Por: Arnaldo Delgado
Com o advento da emigração cabo-verdiana para a Holanda, nos meados dos anos 1950, a população de Cabo Verde conheceu uma mudança significativa na sua forma de interagir a nível social, representando tal facto o desabrochar de uma nova era para a maioria dos seus cidadãos e do próprio país que, certamente, se tornou num lugar mais aprazível para se viver.
Contributo da emigração para Holanda na melhoria de vida em Cabo Verde
Mais do que qualquer outra, essa emigração se destacou, sobretudo, por ter contribuído para que a vida em Cabo Verde e do seu povo, de um modo geral, conhecesse um novo paradigma.
À humilhante saga dos contratados para o Sul, nomeadamente, São Tomé e de Angola, como mão de obra escrava, bem como àquela não menos sofrida dos anônimos marinheiros da pesca da baleia que seguiram para a América do Norte, nos séculos 17 e 18, obrigados a enfrentarem os rigores dos mares glaciares do Ártico, seguiram-se-lhes uma alternativa bem distinta, que foi a emigração para a Europa, mais concretamente, para a Holanda.

----

● Instrução escrita
Cita sem alterações o trecho do texto apresentado que começa nas palavras "Contributo da emigração" e termina depois de "um novo paradigma.". Os dados não têm qualquer relação com o texto apresentado.

● Material fornecido
----

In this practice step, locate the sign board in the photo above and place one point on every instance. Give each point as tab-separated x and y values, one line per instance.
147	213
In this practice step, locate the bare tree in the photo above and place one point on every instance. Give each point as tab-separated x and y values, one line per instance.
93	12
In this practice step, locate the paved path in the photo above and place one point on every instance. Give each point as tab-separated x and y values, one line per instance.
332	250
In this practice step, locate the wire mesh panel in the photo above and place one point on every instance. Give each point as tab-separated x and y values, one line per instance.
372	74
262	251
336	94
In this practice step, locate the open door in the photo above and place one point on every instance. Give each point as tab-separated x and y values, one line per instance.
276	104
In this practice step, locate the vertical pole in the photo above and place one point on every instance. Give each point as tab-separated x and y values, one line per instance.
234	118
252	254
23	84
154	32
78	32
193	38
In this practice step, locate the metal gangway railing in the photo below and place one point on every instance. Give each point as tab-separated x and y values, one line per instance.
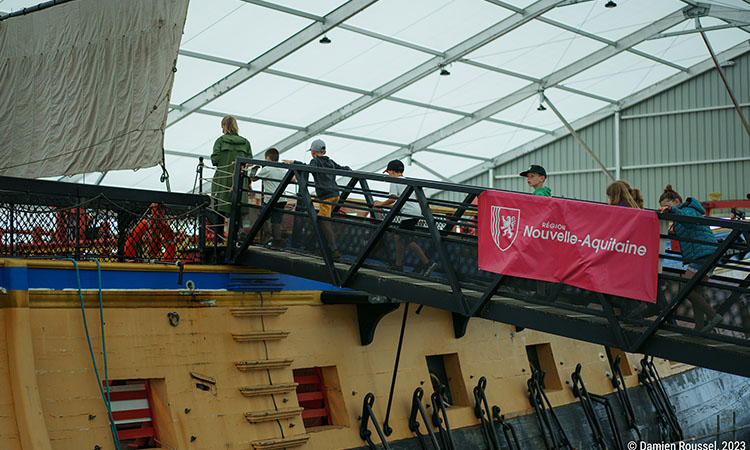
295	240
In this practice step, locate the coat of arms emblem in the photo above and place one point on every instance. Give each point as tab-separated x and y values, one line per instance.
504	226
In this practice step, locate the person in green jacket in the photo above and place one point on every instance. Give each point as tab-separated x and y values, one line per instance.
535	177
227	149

----

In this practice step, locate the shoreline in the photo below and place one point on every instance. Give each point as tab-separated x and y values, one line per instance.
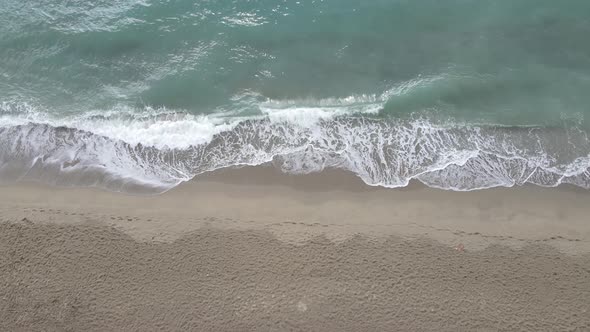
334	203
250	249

----

● Resposta a seguir
Contributo da emigração para Holanda na melhoria de vida em Cabo Verde
Mais do que qualquer outra, essa emigração se destacou, sobretudo, por ter contribuído para que a vida em Cabo Verde e do seu povo, de um modo geral, conhecesse um novo paradigma.